* [THE PROBLEM]: Please copy the lines of the listing from the one that contains "Check that every instance of the sidewalk" through the end of the listing, changing every "keypoint" to "marker" and leaving everything else as it is.

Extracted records
━━━━━━

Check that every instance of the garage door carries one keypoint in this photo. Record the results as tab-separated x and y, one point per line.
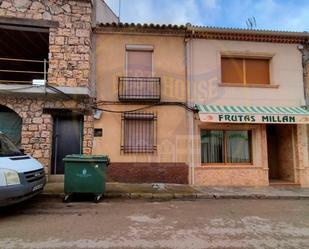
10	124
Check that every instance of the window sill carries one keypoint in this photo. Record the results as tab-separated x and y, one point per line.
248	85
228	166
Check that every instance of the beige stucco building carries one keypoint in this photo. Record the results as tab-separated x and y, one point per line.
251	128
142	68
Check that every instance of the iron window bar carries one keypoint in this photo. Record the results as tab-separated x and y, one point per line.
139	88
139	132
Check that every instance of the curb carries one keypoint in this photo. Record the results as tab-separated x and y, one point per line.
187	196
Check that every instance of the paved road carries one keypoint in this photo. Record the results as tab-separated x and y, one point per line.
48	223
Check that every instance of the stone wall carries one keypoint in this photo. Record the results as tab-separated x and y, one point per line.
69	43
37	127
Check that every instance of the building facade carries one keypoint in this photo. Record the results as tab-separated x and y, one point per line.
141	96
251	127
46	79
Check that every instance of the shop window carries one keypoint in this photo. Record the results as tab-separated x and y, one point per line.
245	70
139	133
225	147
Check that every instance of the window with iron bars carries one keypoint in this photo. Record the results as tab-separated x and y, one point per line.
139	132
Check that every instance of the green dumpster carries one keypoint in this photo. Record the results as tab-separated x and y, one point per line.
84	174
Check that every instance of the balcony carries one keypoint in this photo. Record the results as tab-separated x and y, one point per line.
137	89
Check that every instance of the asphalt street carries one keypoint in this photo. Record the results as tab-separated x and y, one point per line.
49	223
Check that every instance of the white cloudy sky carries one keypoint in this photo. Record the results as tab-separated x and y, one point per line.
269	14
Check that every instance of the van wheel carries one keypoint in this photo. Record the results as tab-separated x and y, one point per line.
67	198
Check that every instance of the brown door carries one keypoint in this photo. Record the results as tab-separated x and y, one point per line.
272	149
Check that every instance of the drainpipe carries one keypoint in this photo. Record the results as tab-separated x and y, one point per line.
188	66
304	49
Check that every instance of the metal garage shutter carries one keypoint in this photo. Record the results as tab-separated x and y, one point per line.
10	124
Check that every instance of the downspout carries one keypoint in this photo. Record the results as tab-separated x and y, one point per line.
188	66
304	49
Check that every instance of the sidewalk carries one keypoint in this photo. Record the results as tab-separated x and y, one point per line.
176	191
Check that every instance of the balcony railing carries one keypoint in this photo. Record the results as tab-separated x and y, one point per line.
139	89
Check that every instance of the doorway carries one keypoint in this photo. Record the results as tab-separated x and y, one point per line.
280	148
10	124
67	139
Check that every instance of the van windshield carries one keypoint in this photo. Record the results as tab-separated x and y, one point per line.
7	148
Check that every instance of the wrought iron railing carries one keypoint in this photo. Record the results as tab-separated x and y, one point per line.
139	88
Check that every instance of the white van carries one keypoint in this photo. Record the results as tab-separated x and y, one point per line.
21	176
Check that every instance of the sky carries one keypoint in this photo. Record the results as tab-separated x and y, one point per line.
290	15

━━━━━━

* [TASK ANSWER]:
Check that every instance of the sidewalk carries one marker in this photo. Record the results as tab-separated x and y, one point per line.
176	191
Check that every instance of the balcony railing carries one marker in this photo. Record the results as tab-separated x and y, one point per line.
139	89
Check that every instance of the doorway carries one marker in this photo. Record the results as tab-separated x and y, one point per line.
280	148
10	124
67	139
Check that every instance of the van windshield carries one marker in this photo. Record the results as tab-separated x and y, one point per line.
7	148
Check that every instance of the wrought iron railing carries one marker in this photo. Record the results as tab-separated x and y, one point per line.
139	88
Check that every instance of the white van carries one marker in this photo. Record the results as tab-separated x and y, one point per line.
21	176
Check that every instance of the sky carries one marker in this photo. Record the results as tab-separated x and y, one point per line.
290	15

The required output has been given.